● **EXERCISE PROMPT**
Scan the records for the string "outcrop" and copy every line that holds it.

● **MATERIAL TO PROCESS**
# # #

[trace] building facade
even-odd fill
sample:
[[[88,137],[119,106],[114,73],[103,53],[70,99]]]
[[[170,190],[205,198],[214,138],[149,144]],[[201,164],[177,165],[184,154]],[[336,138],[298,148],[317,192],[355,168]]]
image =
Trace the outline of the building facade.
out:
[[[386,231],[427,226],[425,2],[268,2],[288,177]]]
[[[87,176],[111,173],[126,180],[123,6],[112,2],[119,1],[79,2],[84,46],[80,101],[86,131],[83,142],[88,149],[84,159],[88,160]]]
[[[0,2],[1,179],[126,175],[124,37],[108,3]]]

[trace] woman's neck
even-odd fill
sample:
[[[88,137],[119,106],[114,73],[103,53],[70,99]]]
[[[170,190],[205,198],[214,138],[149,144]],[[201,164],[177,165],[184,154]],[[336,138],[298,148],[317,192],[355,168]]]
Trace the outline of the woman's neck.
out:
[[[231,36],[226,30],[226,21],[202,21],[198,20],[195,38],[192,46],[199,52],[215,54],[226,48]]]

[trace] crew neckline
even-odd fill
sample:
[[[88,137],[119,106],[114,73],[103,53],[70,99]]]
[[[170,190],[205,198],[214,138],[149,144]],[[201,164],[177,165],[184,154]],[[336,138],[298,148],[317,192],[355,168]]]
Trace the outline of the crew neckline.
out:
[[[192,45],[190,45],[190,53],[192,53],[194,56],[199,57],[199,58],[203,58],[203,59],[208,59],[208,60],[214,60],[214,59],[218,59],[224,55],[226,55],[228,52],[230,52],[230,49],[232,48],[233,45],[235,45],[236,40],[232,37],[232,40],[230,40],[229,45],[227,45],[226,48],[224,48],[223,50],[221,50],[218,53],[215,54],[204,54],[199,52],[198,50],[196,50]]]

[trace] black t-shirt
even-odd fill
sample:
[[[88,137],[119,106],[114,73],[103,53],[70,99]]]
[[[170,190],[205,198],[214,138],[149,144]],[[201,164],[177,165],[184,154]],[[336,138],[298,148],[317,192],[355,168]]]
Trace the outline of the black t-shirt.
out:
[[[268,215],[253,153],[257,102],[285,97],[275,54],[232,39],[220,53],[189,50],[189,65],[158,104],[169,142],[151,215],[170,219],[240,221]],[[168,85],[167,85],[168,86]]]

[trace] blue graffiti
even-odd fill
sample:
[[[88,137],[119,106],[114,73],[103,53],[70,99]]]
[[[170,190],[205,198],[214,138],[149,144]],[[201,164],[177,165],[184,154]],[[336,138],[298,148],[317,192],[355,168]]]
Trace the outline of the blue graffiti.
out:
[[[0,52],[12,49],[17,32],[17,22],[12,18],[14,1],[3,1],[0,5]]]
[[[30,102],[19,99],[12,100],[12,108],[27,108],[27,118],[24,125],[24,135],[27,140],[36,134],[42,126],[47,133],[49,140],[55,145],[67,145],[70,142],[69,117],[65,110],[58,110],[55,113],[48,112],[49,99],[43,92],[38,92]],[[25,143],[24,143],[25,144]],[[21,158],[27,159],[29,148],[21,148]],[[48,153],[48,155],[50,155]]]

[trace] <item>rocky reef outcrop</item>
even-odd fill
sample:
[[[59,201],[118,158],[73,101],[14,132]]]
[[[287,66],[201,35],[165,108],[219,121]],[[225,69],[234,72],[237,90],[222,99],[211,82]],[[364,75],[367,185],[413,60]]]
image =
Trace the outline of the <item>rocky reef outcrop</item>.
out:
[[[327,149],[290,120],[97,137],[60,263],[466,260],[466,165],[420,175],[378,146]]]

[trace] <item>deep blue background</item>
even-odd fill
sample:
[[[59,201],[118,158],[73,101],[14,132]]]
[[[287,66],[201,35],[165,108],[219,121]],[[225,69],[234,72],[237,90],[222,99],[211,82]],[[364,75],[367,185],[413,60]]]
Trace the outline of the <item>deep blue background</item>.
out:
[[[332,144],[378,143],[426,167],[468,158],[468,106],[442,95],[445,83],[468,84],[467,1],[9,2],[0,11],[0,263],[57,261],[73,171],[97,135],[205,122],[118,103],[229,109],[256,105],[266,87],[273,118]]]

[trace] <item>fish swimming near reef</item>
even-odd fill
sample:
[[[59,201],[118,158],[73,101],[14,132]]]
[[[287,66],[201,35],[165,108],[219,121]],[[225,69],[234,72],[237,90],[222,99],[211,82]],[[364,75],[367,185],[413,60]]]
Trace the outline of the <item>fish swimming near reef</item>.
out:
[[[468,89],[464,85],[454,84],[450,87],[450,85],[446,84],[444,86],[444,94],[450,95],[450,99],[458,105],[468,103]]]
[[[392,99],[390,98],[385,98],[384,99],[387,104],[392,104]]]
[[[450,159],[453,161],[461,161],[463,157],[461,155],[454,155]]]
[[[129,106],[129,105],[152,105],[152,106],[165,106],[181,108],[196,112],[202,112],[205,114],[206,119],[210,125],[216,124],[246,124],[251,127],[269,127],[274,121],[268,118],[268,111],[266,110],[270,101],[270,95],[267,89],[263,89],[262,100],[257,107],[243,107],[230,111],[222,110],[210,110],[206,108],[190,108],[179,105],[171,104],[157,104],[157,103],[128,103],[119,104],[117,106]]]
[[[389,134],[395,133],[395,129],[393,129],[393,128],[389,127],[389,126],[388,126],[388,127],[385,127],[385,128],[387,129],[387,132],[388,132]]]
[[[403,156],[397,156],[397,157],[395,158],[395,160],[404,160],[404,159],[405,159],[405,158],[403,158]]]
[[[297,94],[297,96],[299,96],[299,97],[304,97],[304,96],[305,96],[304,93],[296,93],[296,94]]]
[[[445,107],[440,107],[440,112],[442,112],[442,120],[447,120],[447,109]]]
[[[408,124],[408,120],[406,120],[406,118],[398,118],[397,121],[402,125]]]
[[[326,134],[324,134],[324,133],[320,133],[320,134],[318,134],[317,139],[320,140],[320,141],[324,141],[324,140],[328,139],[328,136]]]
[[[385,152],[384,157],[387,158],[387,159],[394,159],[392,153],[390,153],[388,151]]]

# # #

● **ANSWER SECTION**
[trace] <item>rocky reef outcrop</item>
Trace the outline of the <item>rocky reef outcrop</item>.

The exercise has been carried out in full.